--- Given information ---

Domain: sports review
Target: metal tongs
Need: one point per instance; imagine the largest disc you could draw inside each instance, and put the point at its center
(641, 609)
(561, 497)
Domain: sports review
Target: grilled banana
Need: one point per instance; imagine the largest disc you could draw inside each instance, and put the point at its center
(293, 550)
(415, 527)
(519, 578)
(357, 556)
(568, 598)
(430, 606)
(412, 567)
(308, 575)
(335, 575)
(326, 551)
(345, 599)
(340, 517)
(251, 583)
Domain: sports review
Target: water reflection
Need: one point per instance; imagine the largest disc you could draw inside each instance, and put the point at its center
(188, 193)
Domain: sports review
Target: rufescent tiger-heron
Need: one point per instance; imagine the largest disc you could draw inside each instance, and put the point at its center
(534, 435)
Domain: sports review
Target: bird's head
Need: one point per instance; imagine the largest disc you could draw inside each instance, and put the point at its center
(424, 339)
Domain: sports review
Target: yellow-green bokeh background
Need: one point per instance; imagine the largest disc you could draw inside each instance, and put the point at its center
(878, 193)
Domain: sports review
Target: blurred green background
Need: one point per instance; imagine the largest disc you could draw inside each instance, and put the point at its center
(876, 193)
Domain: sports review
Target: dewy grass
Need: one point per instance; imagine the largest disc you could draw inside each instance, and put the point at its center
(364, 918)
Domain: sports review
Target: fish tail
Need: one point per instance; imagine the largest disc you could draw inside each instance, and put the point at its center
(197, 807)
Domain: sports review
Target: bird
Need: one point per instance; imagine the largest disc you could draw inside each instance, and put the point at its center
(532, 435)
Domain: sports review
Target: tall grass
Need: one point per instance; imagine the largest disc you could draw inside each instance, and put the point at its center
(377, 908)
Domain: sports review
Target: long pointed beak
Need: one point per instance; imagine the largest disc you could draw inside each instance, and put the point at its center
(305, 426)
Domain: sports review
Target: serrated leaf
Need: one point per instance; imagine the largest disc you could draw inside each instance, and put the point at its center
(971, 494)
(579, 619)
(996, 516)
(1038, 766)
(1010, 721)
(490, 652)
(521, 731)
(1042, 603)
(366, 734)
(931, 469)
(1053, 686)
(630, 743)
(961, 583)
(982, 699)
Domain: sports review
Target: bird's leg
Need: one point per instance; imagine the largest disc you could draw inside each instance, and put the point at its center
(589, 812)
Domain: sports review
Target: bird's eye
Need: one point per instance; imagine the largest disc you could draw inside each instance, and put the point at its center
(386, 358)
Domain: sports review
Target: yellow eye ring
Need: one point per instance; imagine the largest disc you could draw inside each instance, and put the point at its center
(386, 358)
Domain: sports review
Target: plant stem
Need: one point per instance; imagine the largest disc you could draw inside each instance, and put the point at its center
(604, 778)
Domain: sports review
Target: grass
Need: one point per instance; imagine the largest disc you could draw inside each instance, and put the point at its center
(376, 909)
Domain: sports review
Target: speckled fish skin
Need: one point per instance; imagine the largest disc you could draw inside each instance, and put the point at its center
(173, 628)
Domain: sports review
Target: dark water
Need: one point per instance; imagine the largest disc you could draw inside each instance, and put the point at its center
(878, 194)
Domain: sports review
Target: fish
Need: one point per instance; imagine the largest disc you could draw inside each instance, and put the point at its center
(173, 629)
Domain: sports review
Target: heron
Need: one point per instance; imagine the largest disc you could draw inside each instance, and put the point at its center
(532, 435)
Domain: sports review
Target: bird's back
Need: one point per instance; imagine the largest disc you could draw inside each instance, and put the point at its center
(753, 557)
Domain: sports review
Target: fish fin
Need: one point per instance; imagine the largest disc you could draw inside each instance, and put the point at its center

---

● Your task
The records above should be returned exactly.

● Answer to the exercise
Domain: sports review
Target: metal tongs
Need: one point per instance; imagine the largest disc you could draw inside each instance, and put the point at its center
(641, 609)
(561, 497)
Domain: sports review
Target: grilled banana
Need: one point per instance; imagine the largest disc you could draw inside each instance, and put the point at its center
(293, 550)
(415, 527)
(519, 578)
(357, 556)
(568, 598)
(430, 606)
(412, 567)
(308, 575)
(335, 575)
(326, 551)
(345, 599)
(340, 517)
(251, 583)
Domain: sports review
Target: water reflection
Need: one point per instance; imagine the largest disc you could draw inside each instance, and put the point at its center
(188, 193)
Domain: sports review
Target: rufescent tiger-heron
Need: one point per instance; imagine the largest disc you could draw inside each instance, and put the point at its center
(534, 435)
Domain: sports review
Target: bird's head
Need: one point per instance; imagine the largest disc you could draw inside each instance, and put the point at its center
(424, 339)
Domain: sports review
Target: yellow-green bokeh background
Need: one point per instance; imagine the largest disc you could draw inside each instance, and put the point at its center
(878, 193)
Domain: sports review
Target: blurred green background
Need: one point per instance; imagine the largest disc you could draw inside each instance, and put the point at its center
(876, 193)
Domain: sports review
Target: dewy grass
Need: one point per instance; imagine the largest disc you could draw inside each instance, and put the point at its center
(364, 918)
Domain: sports review
Target: fish tail
Need: one point per instance; imagine the largest disc you could draw inside each instance, and put the point at its center
(197, 807)
Domain: sports review
Target: bird
Need: one point per instance; imagine the largest disc you could draw inside each instance, and put the point at its center
(532, 435)
Domain: sports review
Target: tall grass
Need: one point per instance; imagine the largest disc you could draw inside each instance, and put the point at its center
(377, 908)
Domain: sports review
Target: long pointed beak
Need: one point per instance; imagine the largest disc you could draw inside each instance, and put the point at its center
(305, 426)
Domain: sports review
Target: serrated leaf
Need: one point per instance; imagine the largest disc you could draw inside each instance, and put the point at its center
(971, 494)
(579, 619)
(996, 516)
(1038, 766)
(1010, 721)
(490, 652)
(521, 731)
(1042, 603)
(366, 734)
(931, 469)
(1053, 686)
(630, 743)
(961, 583)
(982, 699)
Domain: sports review
Target: bird's leg
Need: one point per instance; imagine the largest disc you could draw inside each instance, and put the point at its center
(589, 812)
Domain: sports review
Target: bird's eye
Need: one point per instance; imagine the largest disc you could draw inside each instance, and put the point at its center
(386, 358)
Domain: sports review
Target: yellow eye ring
Need: one point per instance; imagine the largest disc you could draw inside each instance, and put the point at its center
(386, 358)
Domain: sports review
Target: plant stem
Need: one point per instance; imagine the largest disc you could draw inside each instance, and put the point at its center
(604, 778)
Domain: sports review
Target: grass
Need: one point per instance; imagine the largest disc you could draw inside each instance, and put the point at its center
(376, 909)
Domain: sports review
Target: speckled fish skin
Need: one point per instance; imagine the largest disc you could draw inside each instance, and put the point at its center
(173, 628)
Domain: sports review
Target: dark water
Need: one point per instance; imagine the largest disc you could draw inside each instance, and put the point at its center
(878, 194)
Domain: sports review
Target: fish
Need: one point per instance; imagine the largest disc you could draw inside each instance, and put the point at its center
(173, 629)
Domain: sports review
Target: heron
Need: one point per instance; imagine the largest disc you could draw inside each instance, and put the point at its center
(532, 435)
Domain: sports review
Target: bird's back
Need: one point per instance; imagine the largest disc you could draw inside each instance, and put the point at its center
(753, 557)
Domain: sports review
Target: fish fin
Need: one point per instance; imagine the largest disc you could draw inside each instance, and put the point at its center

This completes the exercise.